— START OF PASSAGE GIVEN —
Professors from four member universities of the Sterling Group will deliver engineering lectures to thousands of Vietnamese students in Vietnam in three major cities from 9 to 16 September. This year marks the seventh time the Sterling Group Lecture Tour has been organised in Vietnam by the British Council.
Participating UK universities include Aston University, University of Leeds, Newcastle University and Queen’s University Belfast and lectures will be delivered to elite engineering universities and high schools in Hanoi, Danang and Ho Chi Minh City.
Founded in 1998, the Sterling Group consists of 13 research-led UK universities which share a commitment to international excellence in Engineering research and teaching. The Sterling Group seeks to establish channels of communication between its member institutions and like-minded institutions overseas. Links and collaborations of all types – student, faculty, teaching, research – are actively sought and encouraged between members of The Sterling Group and overseas institutions.
— END OF PASSAGE GIVEN —
— START OF GIVEN INFORMATION —
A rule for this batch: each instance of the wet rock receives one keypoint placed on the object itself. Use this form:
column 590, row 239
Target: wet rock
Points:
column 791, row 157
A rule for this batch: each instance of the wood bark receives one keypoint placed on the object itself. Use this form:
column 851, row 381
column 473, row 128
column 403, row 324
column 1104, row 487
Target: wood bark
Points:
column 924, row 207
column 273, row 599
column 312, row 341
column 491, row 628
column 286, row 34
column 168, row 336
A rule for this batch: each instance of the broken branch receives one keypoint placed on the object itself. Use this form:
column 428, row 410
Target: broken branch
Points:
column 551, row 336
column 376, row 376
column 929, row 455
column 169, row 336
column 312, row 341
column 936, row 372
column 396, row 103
— END OF GIVEN INFORMATION —
YOUR TASKS
[a] Using the passage on the Sterling Group Lecture Tour, answer these questions:
(i) How many times has the British Council organised the tour in Vietnam, counting this year?
(ii) In which three cities will the lectures be delivered?
(iii) In what year was the Sterling Group founded, and how many universities does it consist of?
[b] Reproduce all of the entries with each occurrence of "Points" swapped for "Keypoints", keeping everything else unchanged.

RESPONSES BY TASK
[a]
(i) Seven times; this year is the seventh.
(ii) Hanoi, Danang and Ho Chi Minh City.
(iii) It was founded in 1998 and consists of 13 research-led UK universities.

[b]
A rule for this batch: each instance of the wet rock receives one keypoint placed on the object itself. Use this form:
column 590, row 239
Target: wet rock
Keypoints:
column 791, row 157
A rule for this batch: each instance of the wood bark receives one keypoint placed on the object itself. Use this form:
column 851, row 381
column 473, row 128
column 403, row 324
column 1104, row 487
Target: wood bark
Keypoints:
column 924, row 207
column 273, row 599
column 312, row 341
column 491, row 628
column 286, row 34
column 168, row 336
A rule for this batch: each instance of the broken branch receives one keypoint placed on the object itself. Use this form:
column 428, row 410
Target: broken branch
Keypoints:
column 551, row 336
column 376, row 376
column 929, row 455
column 169, row 336
column 312, row 341
column 936, row 372
column 396, row 103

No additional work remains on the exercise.